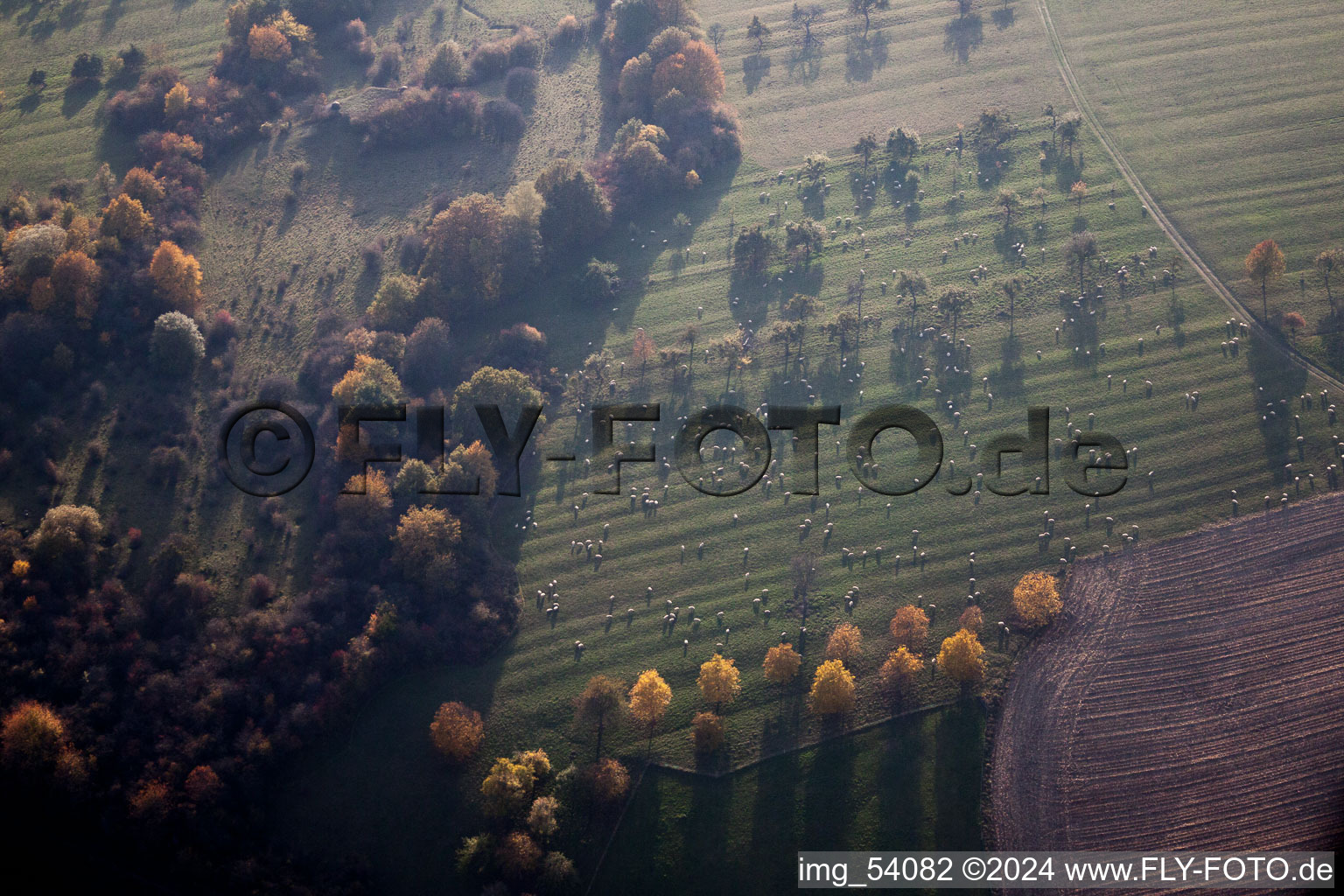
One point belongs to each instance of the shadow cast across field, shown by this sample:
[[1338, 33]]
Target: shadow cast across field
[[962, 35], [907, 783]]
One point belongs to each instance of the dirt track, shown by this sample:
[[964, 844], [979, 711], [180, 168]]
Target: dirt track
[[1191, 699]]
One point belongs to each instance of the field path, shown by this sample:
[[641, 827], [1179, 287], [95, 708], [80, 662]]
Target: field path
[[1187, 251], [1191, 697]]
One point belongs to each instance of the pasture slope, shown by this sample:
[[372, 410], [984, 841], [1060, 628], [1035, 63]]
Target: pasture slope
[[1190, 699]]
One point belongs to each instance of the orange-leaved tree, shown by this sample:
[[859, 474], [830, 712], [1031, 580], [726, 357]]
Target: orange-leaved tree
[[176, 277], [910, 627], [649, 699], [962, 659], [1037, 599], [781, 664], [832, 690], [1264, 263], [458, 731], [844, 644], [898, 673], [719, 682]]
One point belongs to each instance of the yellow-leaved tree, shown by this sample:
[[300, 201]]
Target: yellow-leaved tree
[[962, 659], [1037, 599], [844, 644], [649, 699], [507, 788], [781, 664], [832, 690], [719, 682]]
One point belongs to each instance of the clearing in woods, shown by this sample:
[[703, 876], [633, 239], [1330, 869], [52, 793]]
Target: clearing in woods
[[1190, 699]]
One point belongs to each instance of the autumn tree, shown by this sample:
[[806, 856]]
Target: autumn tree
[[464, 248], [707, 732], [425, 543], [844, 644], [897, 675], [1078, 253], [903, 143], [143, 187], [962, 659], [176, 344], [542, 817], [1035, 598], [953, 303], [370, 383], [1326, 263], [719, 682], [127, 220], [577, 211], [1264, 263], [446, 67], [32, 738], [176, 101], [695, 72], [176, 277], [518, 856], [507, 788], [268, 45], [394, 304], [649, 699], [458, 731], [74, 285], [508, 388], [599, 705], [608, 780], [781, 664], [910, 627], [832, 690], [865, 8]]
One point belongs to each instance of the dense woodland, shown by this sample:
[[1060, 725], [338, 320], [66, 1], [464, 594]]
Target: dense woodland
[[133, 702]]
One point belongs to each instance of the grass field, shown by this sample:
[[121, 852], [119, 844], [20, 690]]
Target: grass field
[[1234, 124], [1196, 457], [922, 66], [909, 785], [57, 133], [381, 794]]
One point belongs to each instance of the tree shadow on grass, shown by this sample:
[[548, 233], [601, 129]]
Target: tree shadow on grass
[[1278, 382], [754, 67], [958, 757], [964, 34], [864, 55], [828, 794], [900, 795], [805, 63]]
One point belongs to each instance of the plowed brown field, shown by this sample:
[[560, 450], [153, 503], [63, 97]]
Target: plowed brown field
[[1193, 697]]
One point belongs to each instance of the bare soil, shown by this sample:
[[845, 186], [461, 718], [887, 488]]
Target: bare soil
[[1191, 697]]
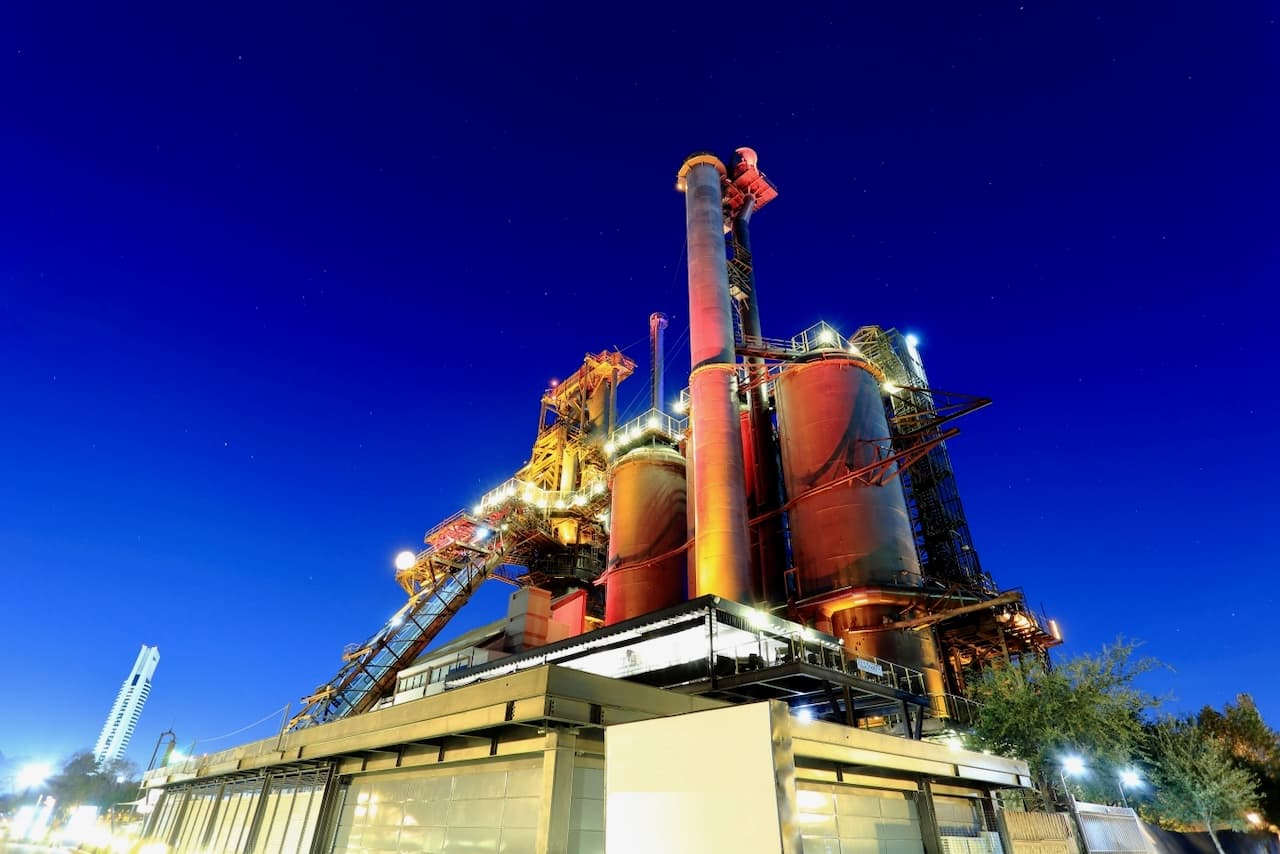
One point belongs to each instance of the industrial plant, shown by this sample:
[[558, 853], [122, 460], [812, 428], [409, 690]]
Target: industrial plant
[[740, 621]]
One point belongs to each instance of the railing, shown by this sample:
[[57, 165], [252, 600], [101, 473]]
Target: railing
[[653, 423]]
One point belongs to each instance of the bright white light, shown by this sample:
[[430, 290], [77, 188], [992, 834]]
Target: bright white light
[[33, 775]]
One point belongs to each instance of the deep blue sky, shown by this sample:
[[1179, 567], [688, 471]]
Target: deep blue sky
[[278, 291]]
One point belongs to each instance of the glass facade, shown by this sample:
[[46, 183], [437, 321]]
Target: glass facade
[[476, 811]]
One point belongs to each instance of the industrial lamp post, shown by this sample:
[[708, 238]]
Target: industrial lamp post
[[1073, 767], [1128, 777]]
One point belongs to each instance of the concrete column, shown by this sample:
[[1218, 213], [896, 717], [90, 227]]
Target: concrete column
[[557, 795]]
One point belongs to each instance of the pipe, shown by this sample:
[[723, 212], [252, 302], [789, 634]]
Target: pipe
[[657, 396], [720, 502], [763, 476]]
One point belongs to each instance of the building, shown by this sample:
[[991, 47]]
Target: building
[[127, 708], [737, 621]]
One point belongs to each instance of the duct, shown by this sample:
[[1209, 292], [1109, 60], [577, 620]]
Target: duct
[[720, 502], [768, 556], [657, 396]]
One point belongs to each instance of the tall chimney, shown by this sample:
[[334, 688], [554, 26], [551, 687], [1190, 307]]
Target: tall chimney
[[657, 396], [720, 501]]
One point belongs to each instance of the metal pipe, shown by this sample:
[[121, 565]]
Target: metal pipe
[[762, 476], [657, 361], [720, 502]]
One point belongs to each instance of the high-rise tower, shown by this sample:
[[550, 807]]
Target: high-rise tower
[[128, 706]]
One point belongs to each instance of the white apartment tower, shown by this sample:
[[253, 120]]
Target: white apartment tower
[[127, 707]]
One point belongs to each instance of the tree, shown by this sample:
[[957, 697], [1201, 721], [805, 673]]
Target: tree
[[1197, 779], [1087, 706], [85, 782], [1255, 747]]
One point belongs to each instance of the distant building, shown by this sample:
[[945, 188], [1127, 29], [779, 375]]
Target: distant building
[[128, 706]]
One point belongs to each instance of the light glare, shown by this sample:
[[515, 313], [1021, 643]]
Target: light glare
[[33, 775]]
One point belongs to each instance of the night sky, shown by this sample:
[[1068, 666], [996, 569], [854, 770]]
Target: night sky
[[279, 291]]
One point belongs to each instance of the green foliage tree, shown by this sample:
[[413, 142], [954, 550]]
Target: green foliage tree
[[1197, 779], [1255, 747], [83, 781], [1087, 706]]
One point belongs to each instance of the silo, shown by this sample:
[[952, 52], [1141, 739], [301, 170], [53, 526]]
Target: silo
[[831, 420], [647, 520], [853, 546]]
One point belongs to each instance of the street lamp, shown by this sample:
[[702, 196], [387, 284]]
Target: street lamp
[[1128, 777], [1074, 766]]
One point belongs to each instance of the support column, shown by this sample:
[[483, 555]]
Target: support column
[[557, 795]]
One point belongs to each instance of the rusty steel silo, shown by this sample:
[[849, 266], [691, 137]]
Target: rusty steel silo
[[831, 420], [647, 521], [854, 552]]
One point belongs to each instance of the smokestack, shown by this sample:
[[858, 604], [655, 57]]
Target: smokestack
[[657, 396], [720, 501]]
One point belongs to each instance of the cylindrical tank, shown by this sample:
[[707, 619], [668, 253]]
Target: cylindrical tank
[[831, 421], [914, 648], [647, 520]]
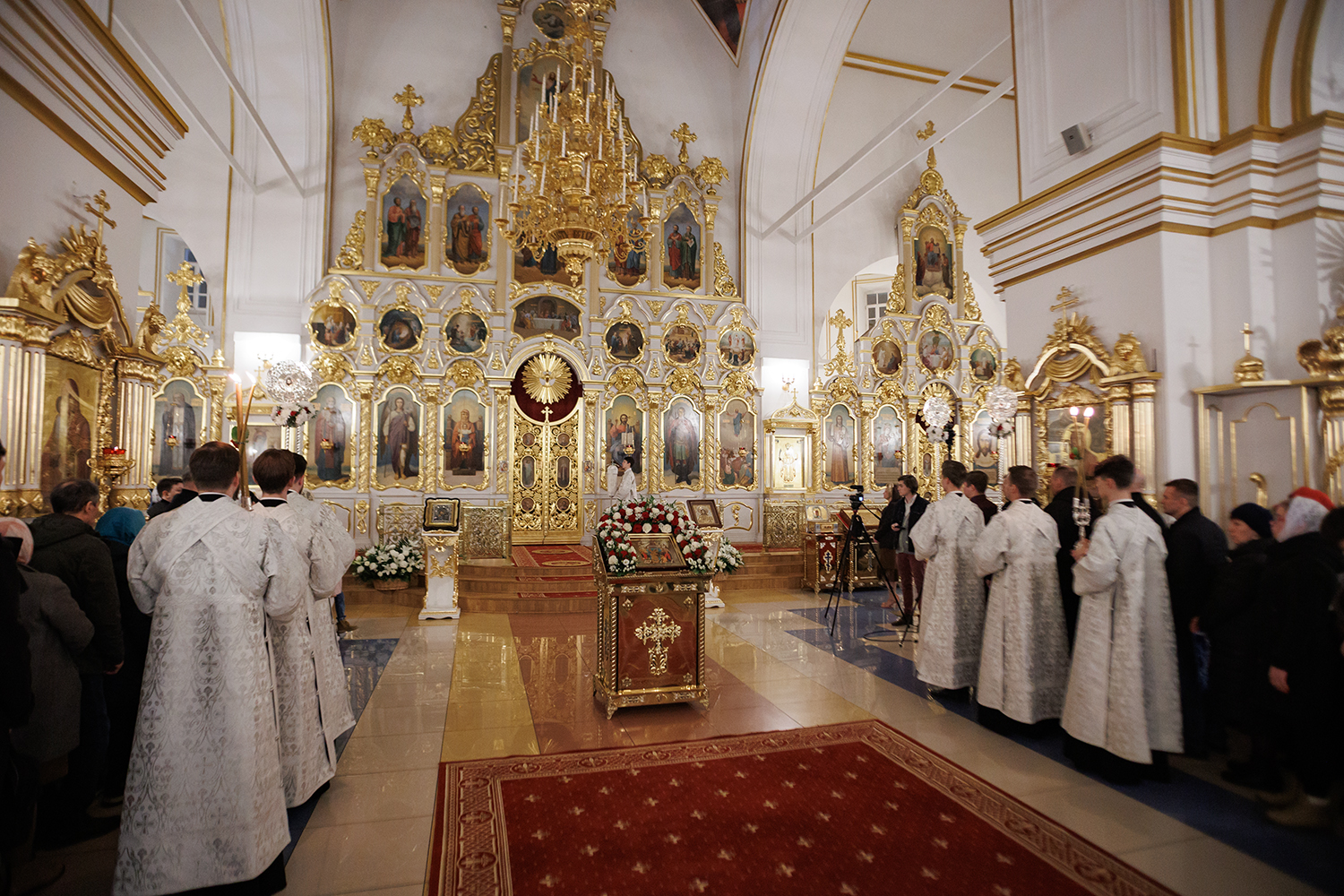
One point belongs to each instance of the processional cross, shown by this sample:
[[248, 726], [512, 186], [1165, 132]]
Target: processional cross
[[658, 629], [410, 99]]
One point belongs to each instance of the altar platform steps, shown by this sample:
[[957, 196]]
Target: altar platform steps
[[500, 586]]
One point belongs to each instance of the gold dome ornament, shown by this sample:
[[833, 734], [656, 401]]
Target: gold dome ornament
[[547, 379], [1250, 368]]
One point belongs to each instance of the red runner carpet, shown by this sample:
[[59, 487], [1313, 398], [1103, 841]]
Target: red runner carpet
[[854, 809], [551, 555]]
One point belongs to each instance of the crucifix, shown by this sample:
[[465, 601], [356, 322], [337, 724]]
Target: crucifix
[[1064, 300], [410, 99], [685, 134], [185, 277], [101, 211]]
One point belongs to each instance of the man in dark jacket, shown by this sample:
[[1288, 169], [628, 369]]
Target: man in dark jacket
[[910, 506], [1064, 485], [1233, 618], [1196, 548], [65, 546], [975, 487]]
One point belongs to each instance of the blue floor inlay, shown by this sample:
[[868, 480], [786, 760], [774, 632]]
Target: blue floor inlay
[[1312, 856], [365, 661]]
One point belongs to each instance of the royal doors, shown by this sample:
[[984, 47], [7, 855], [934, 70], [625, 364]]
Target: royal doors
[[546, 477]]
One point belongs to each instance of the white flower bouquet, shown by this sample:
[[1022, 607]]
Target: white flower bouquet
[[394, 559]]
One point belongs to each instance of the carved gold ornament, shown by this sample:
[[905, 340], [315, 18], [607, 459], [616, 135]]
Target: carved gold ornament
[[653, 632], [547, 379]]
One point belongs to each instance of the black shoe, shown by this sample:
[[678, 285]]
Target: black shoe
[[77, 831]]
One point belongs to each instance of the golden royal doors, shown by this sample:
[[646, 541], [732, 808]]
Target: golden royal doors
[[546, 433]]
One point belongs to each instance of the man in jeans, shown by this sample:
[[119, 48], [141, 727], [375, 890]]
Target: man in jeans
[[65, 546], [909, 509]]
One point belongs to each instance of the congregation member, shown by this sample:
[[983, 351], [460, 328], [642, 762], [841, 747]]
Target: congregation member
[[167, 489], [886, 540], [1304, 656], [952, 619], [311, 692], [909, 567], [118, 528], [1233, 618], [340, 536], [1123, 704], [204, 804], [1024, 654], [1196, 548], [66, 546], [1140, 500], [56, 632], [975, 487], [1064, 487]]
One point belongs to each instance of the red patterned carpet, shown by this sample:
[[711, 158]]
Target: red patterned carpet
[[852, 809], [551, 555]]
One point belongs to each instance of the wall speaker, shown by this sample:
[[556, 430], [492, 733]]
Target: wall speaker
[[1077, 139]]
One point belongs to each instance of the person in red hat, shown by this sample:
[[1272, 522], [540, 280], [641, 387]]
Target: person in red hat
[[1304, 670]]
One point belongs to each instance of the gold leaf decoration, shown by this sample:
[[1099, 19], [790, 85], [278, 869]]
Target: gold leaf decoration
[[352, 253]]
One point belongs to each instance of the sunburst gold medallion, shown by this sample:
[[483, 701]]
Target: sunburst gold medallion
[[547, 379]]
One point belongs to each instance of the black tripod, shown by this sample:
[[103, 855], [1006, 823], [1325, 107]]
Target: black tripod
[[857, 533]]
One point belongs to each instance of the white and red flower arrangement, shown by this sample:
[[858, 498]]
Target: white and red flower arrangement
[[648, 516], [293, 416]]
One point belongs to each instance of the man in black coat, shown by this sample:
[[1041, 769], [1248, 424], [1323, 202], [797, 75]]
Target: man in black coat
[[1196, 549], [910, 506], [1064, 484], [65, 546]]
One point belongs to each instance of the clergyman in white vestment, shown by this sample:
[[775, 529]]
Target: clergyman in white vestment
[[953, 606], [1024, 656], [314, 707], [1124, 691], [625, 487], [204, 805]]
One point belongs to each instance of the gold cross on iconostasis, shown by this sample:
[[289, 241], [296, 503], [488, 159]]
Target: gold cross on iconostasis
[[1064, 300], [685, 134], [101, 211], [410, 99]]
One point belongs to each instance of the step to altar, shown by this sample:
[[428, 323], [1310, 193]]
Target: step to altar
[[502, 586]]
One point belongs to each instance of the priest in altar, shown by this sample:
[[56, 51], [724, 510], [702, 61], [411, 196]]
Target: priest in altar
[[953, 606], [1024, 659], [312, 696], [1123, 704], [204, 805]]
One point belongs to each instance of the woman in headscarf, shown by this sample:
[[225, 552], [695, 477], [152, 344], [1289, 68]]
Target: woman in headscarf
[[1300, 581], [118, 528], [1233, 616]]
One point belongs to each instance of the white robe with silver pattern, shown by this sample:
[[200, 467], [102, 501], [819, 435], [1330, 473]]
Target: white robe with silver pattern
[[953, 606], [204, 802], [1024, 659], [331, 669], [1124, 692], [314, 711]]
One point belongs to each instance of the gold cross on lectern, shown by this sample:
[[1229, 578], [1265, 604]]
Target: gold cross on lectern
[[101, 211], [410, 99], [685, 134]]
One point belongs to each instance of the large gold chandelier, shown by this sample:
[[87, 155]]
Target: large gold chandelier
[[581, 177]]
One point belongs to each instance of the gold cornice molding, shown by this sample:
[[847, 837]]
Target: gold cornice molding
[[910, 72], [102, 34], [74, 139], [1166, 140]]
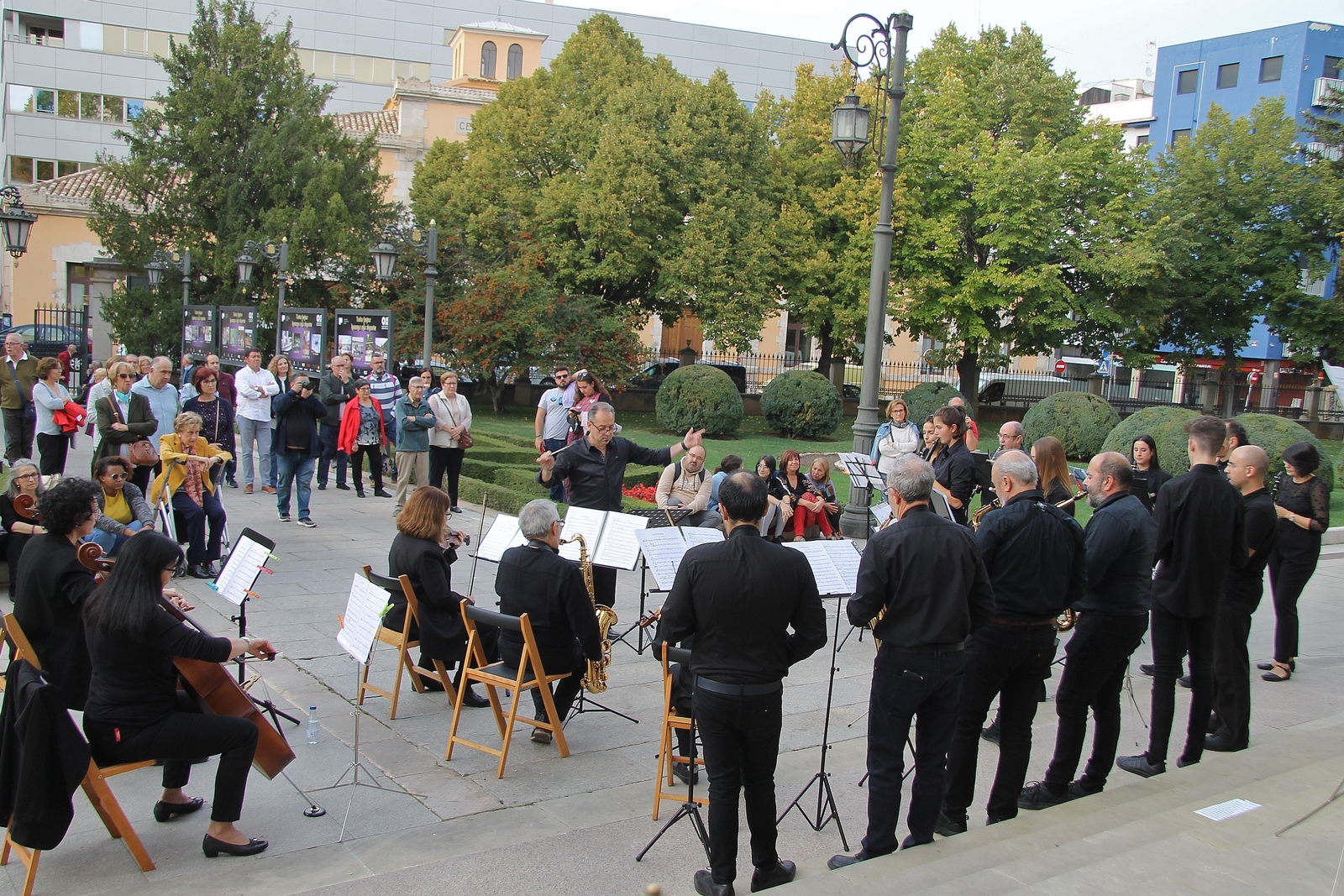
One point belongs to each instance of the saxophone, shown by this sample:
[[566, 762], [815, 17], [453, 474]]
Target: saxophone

....

## [Problem to work on]
Recast the part of the records above that opens with the line containing "One point belongs to each instance of the plowed" and closes with the line containing "[[1193, 697]]" as a JSON list of strings, one string per line, leaving out any blank lines.

## [Solution to this problem]
[
  "One point belongs to each instance of the plowed brown field, shown by this sample:",
  "[[560, 450], [153, 503], [63, 97]]",
  "Target: plowed brown field",
  "[[1193, 697]]"
]